- [VOS TÂCHES]
1. D'après le texte sur le totalitarisme, pourquoi ni les communistes ni les fascistes n'accepteront-ils le terme « totalitarisme » ? Répondez en une à trois phrases.
2. Dans le texte sur le totalitarisme, relevez tous les « touts » dont la supériorité sur le privé est proclamée. Indiquez pour chacun l'idéologie à laquelle le texte le rattache.

- [TEXTE FOURNI]
-*-

LE TROISIEME TOTALITARISME

En science politique, le concept de totalitarisme est appliqué aux idéologies communiste et fasciste, qui proclament ouvertement la supériorité du tout (la classe et la société dans le communisme et le socialisme ; l’Etat, dans le fascisme ; la race, dans le national-socialisme) sur le privé (l’individu).

Ils s’opposent à l’idéologie libérale, pour laquelle, au contraire, le privé (l’individu) est placé au-dessus du tout (comme si ce tout ne pouvait pas être compris en tant que tel). Le libéralisme combat alors le totalitarisme en général, incluant celui du communisme et du fascisme. Mais en faisant cela, le terme même de « totalitarisme » révèle ses liens avec l’idéologie libérale, et ni les communistes ni les fascistes n’accepteront le terme. Ainsi, quiconque utilise le mot « totalitaire » est un libéral, qu’il en ait conscience ou non.

-*-

- [SEGMENT DE DONNÉES]
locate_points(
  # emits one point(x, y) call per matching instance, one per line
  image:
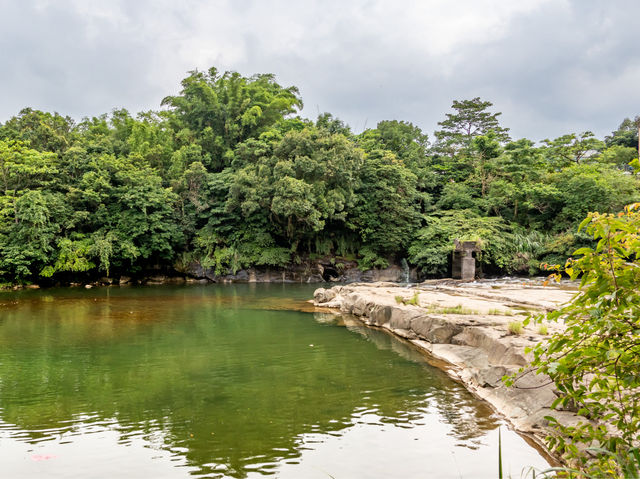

-*-

- [RÉSULTATS PAR TÂCHE]
1. Le libéralisme combat le totalitarisme en général, y compris celui du communisme et du fascisme. Ce faisant, le terme « totalitarisme » révèle ses liens avec l'idéologie libérale. C'est pourquoi ni les communistes ni les fascistes ne l'accepteront.

2.
- La classe : communisme et socialisme
- La société : communisme et socialisme
- L'État : fascisme
- La race : national-socialisme